**WHAT IS ASKED:**
1. In the engine-building notes, what intake centerline should the recommended camshaft have?
2. Using the engine-building notes, explain why modern "thin" piston rings are recommended.
3. Continue the engine-building notes from the point where they stop.
* START PAGE EXTRACT *
Minimizing Friction (improves BSFC)

• Piston ring drag on the cylinder walls is a major source of power-robbing friction. Modern thin piston rings are not only designed to seal better, they are also designed to reduce friction, via lower tension and reduced contact patch. The Ross pistons I've recommended below are designed for modern "thin" piston rings.
• The operating friction of engines utilizing the 3.5 stroke OEM crankshaft can be reduced by utilizing longer (351W length) connecting rods.

Uncorking the Engine's Intrinsic Volumetric Efficiency (improves VE)

• Improve low-lift flow by utilizing open chamber 4V heads, with a preference for the smaller valve D3ZE castings.
• Improve cylinder head performance, especially at low valve lift, via pocket porting, combustion chamber blending, and 3 angle valve profiling.
• Utilize high flow "racing style" intake valves.
• Utilize a camshaft which opens the intake valve earlier, having an intake centerline of 105° ATDC.
• Utilize a high lift but low overlap camshaft.
• Optimize rocker arm geometry.
• Select the 3.75 stroke crankshaft for a 7% increase in piston speed and 4.5% increase in gas velocity.
• Weld closed the exhaust heat cross-over of intake manifolds thus equipped.
• Utilize an intake manifold that performs better than the factory intake manifold.
• Utilize a carburetor of appropriate size for your intended VE.
• Utilize tubular exhaust "headers" of tri-Y or 4 into 1 design, and larger diameter tail pipes.

Note: The Advantages of Ross Pistons

• They are forged aluminum and very durable, they will tolerate cylinder imperfections, horsepower, and engine speeds that other types of pistons cannot.
• Their round skirt design improves cylinder wall durability.
• They are drilled for wrist pin oiling out-of-the-box.
• They are designed to utilize modern "thin" piston rings which reduce piston ring drag (less friction).
• Modern "thin" piston rings also seal better (improved thermal efficiency).
• They are available from Summit Racing at a FAIR price, including custom orders.
• Although there are pistons available for less money, none of them offer all of these advantages.



ENGINE #1 - THE PRODUCTION 351 COBRA JET

(351 or 357 cubic inches)



Reciprocating Assembly:
• Stock nodular iron 3.50 stroke crankshaft, 2.31 diameter x 1.66 wide rod journals, external balanced.
* END PAGE EXTRACT *
* START DATA ENTRIES *
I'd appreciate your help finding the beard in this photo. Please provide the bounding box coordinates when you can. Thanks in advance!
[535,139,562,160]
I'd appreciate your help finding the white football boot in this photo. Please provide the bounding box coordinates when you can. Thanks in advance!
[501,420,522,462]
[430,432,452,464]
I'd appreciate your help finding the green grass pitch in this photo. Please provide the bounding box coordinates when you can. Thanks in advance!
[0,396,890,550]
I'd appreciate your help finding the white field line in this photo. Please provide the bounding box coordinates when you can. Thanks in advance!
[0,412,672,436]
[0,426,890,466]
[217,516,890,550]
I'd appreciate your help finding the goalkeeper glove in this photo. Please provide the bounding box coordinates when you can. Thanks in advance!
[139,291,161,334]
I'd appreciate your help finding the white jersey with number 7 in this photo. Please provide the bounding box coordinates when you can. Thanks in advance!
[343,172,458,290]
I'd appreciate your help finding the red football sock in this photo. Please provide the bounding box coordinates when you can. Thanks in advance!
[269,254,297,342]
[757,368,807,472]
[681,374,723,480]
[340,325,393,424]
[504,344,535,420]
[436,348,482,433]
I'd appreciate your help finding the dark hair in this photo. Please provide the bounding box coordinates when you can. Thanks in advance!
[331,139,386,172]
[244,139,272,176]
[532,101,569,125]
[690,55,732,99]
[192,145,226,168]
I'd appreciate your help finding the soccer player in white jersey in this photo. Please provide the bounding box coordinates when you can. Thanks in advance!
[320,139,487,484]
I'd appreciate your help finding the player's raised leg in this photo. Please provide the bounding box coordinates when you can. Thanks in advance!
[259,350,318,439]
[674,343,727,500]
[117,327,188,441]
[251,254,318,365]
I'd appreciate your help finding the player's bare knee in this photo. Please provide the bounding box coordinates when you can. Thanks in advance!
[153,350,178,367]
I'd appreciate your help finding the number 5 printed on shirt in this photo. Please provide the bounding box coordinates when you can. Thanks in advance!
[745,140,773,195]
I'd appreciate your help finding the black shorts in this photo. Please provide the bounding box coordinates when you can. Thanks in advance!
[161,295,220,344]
* END DATA ENTRIES *
**RESPONSES:**
1. An intake centerline of 105° ATDC.

2. Piston ring drag on the cylinder walls is a major source of power-robbing friction. Modern thin rings reduce that friction through lower tension and a smaller contact patch. They also seal better, which improves thermal efficiency.

3.
• Stock 5.78" heat treated 1041 steel I-beam connecting rods, stock 3/8 150,000 psi fasteners (1.65:1 rod length to stroke ratio).
• Replacement nuts for the connecting rods, ARP p.n. 300-8371.
• Ross round skirt flat top pistons 80556, 1.668 pin height, std. 0.912 wrist pin.
• Power Bond "Race Performance" damper PB1082SS, steel hub and steel ring, SFI approved, Fully Bonded, 28 oz. imbalance (made in Australia).
• Yella Terra steel flywheel (for long-style clutches) YT9902, 26.4 pounds, 28 oz. imbalance.
• Dynamic balancing.
• Cleveite tri-metal bearings, MS1010 mains, CB927 rods.
• Bearing clearances: 0.0025 – 0.0030 Mains; 0.0023 – 0.0028 Rods.

Notes:
• An upgrade from the factory connecting rod is the Eagle chromoly H-beam connecting rod, p.n. CRS5780F3D. It has a doweled big end, it uses 7/16 chromoly cap screws, and it is bushed for floating wrist pins. It is designed to use 351W bearings p.n. CB831. The rod bolts are torqued to 63 ft/lbs. It is rated for up to 750 horsepower. It is recommended when a solid tappet camshaft is chosen.
• An upgrade from the Power Bond crankshaft damper is a damper manufactured by BHJ Dynamics, p.n. FO-EB351C-7. It has a steel hub and steel ring, it is SFI approved, it is Fully Bonded, it weighs 10 pounds, and it is designed for 28 oz. imbalance. It is a top shelf damper. If you are planning on a solid tappet cam, and Eagle connecting rods, this damper shall compliment your choices (it costs about 3 times the price of the Power Bond damper).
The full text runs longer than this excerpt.